■ TEXT PASSAGE:
--- BEGIN ---

One reason for this astonishing neglect may be the complexity of a work that calls for large orchestral forces including clarinets, used here with independent parts in a French opera for the first time. There is also an elaborate transformation scene that takes it from intense realms of dramatic near-tragedy to the brilliant celebratory scene with which it concludes. That in itself is unusual; such scenes are traditionally the substance of a prologue, but Achante has no prologue and – in keeping with its genre – only three acts rather than the five familiar from tragédie lyrique. To compensate it has a highly original programmatic overture which itself announces the rejoicing at the birth, with sections marked ‘Voeux de la Nation – Tocsin – Feu d’Artifice – Fanfare’. Rameau’s collaborator Jean-François Marmontel provided him with a book that also goes beyond the bounds of what might be expected in a pastorale designed to celebrate a noble birth. True, the story concerns a shepherdess and shepherd, Céphise and Achante whose happiness is thwarted by the jealousy of a spirit, Oroès. But the story develops to a thrilling dramatic climax in which hero and heroine on the orders of Oroès are abducted by north winds. That intense drama carries over from the end of act 2 straight into act 3, thus predicating the even more dramatic events which a dozen years later would engulf Alphise and Abaris as act 3 of Les Boréades spills over into act 4. The fate awaiting the lovers in Achante, in chains awaiting execution in a bleak landscape, belongs more to tragédie lyrique than pastorale. Interspersed between the drama, the dances of the divertissements are also more varied than is often the case, perhaps the most striking being a hunting scene in which the dances are accompanied almost entirely by wind and brass including the brazen braying of no fewer than four horns.

--- END ---

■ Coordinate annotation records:
--- BEGIN ---

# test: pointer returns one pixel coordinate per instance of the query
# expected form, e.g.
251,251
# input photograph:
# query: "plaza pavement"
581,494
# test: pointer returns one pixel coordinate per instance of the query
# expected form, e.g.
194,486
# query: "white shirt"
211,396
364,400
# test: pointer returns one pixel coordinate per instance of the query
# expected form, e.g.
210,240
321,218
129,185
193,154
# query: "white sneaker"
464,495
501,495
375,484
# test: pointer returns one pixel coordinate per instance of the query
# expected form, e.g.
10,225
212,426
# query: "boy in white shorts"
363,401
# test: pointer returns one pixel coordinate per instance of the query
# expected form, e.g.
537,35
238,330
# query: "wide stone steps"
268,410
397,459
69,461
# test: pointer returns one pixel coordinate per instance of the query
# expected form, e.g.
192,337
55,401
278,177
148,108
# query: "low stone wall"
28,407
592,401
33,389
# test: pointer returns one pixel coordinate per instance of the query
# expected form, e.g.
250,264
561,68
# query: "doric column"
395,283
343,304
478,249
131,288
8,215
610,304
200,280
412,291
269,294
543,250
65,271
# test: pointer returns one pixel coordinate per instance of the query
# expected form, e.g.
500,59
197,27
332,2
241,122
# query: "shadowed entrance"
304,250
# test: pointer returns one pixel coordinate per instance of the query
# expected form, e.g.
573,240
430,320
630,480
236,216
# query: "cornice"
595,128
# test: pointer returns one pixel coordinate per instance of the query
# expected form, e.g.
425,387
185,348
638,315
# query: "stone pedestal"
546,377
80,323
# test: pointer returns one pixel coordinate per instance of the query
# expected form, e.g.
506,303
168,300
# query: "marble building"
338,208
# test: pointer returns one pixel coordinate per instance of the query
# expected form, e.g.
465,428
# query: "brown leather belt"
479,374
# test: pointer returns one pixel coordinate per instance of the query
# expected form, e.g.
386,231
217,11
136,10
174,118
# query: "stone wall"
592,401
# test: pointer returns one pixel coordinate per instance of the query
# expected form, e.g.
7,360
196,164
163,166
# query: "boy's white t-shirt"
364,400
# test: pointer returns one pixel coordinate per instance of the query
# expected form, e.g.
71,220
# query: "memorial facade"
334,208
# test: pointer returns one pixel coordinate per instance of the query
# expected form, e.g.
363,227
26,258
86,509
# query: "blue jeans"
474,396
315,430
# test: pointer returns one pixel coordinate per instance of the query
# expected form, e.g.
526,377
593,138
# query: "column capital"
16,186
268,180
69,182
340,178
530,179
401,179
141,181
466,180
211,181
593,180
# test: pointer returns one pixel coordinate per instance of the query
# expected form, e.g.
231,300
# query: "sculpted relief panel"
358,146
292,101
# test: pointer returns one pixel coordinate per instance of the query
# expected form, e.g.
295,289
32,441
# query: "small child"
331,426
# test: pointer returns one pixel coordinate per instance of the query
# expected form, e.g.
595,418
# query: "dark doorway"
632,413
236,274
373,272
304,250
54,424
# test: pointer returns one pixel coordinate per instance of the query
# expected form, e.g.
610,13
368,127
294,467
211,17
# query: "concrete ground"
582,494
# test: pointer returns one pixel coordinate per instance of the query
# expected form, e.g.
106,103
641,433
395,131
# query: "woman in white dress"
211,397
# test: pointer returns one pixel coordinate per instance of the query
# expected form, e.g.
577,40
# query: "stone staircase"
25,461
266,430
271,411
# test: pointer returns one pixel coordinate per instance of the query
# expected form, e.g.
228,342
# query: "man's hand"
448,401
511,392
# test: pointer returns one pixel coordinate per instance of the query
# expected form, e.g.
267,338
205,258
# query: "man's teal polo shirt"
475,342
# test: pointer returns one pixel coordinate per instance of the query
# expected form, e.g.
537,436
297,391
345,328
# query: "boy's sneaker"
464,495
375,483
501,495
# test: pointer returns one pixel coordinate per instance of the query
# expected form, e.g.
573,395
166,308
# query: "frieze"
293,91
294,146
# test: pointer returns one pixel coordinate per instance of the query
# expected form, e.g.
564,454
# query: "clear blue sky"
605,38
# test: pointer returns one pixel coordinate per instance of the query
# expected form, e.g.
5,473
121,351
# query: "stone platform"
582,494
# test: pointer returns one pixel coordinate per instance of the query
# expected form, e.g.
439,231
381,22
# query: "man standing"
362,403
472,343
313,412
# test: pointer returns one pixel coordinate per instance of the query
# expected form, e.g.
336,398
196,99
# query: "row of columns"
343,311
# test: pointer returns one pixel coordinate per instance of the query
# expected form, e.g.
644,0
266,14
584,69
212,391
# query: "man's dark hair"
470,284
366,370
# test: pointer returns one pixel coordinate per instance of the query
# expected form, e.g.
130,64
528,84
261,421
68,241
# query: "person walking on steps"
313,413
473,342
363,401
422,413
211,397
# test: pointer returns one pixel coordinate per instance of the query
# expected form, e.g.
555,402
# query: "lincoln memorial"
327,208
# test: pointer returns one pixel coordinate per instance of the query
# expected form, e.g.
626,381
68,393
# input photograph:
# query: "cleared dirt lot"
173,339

--- END ---
--- BEGIN ---

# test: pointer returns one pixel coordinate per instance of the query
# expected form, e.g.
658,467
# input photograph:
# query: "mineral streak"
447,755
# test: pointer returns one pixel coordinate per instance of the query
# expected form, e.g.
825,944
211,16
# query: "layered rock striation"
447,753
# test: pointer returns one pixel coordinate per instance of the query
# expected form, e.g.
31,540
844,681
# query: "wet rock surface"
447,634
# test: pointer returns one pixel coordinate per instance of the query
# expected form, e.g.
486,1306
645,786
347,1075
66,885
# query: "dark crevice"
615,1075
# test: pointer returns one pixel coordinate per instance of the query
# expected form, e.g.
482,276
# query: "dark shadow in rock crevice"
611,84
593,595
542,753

--- END ---

■ EXERCISE GOAL:
Pick up the text on Rameau's pastorale Achante after its last sentence and continue it.

■ ANSWER:
The performance owes much to the admirable Centre de musique baroque de Versailles (would that there were such an organisation in Britain) and includes much to praise. Indeed the least appealing aspect of the recording is the sound. It was made in the church of Notre-Dame-du-Libon in Paris, which here displays an over-generous reverberation period with its resultant inappropriate ecclesiastical ambiance. Give or take the odd stolidly-phrased dance, Alexis Kossenko’s direction is admirable, being especially effective in more dramatic music, and he draws some fine playing from his large band. Particularly good is some of wind playing, notably in the hunt scene mentioned above. All four of his main soloists are excellent, with Sabine Devieilhe a touchingly vulnerable Céphise and Cyrille Dubois an ardent Achante who despatches the demanding bravura aria in the final scene with commendable assurance. Baritone David Witczak projects the role of the evil Oroès to strong effect, as does Judith van Wanrou that of the good fairy Zirphile, some forced tone in the upper register notwithstanding. As is now customary given the current strength of early music in France, the numerous smaller vocal parts are without exception admirably taken. This resurrection of an unaccountably forgotten work demands to be heard by all who value French Baroque opera.